Coupe du Monde 2026 – Pascal Boniface : Le Maroc a l’avantage d’une candidature resserrée

La candidature du Maroc pour l’organisation de la Coupe du Monde 2026 est entrée dans sa dernière ligne droite avec l’arrivée lundi, au Maroc, de la Task Force de la FIFA pour inspecter les installations du royaume. Les atouts du Maroc, les liens étroits entre les Etats-Unis et la FIFA sur la planète du « Foot business » et le sport en général, et le ballon rond en particulier comme instrument politique, ont été au centre de l’entretien accordé à Le1.ma par Pascal Boniface, géo-politologue français, fondateur et directeur de l’Institut des relations internationales et stratégiques (IRIS) à Paris.

Le1 : Que vous inspire la candidature du Maroc pour abriter la Coupe du Monde de 2026 alors qu’il y a toute une agitation autour notamment par rapport à la FIFA et sa dernière trouvaille de « Task Force », contestable et contestée ?

Pascal Boniface : Effectivement, il y a un ensemble Etats-Unis, Canada et Mexique qui, financièrement et démographiquement est beaucoup plus fort. On sait aussi que la FIFA a des liens avec les Etats-Unis et que pour des questions d’ordre financier et politique pourrait favoriser cette candidature américaine ; mais en même temps, il y a d’autres éléments qui peuvent jouer pour le Maroc. D’une part, le vote est libre et qu’effectivement il y a une crainte de la part du Maroc que le comité d’évaluation des candidatures ne présente qu’une seule candidature et pas celle du Maroc. Et si tel est le cas, ça serait un scandale dont la FIFA aurait du mal à se remettre et par conséquent, je ne pense pas qu’il y aura une seule candidature et que le comité d’évaluation puisse empêcher le Maroc d’être candidat.

### Matériel fourni
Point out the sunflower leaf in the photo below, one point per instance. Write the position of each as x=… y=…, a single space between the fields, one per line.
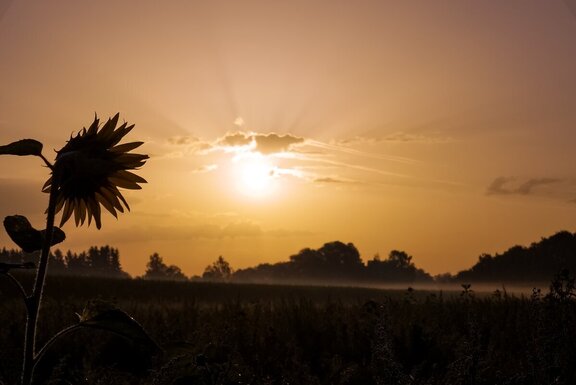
x=27 y=237
x=105 y=316
x=22 y=148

### Consigne
D'après l'extrait sur la candidature du Maroc à la Coupe du Monde 2026, quelle équipe de la FIFA est arrivée lundi au Maroc pour inspecter les installations du royaume ?

### Réponse
La Task Force de la FIFA.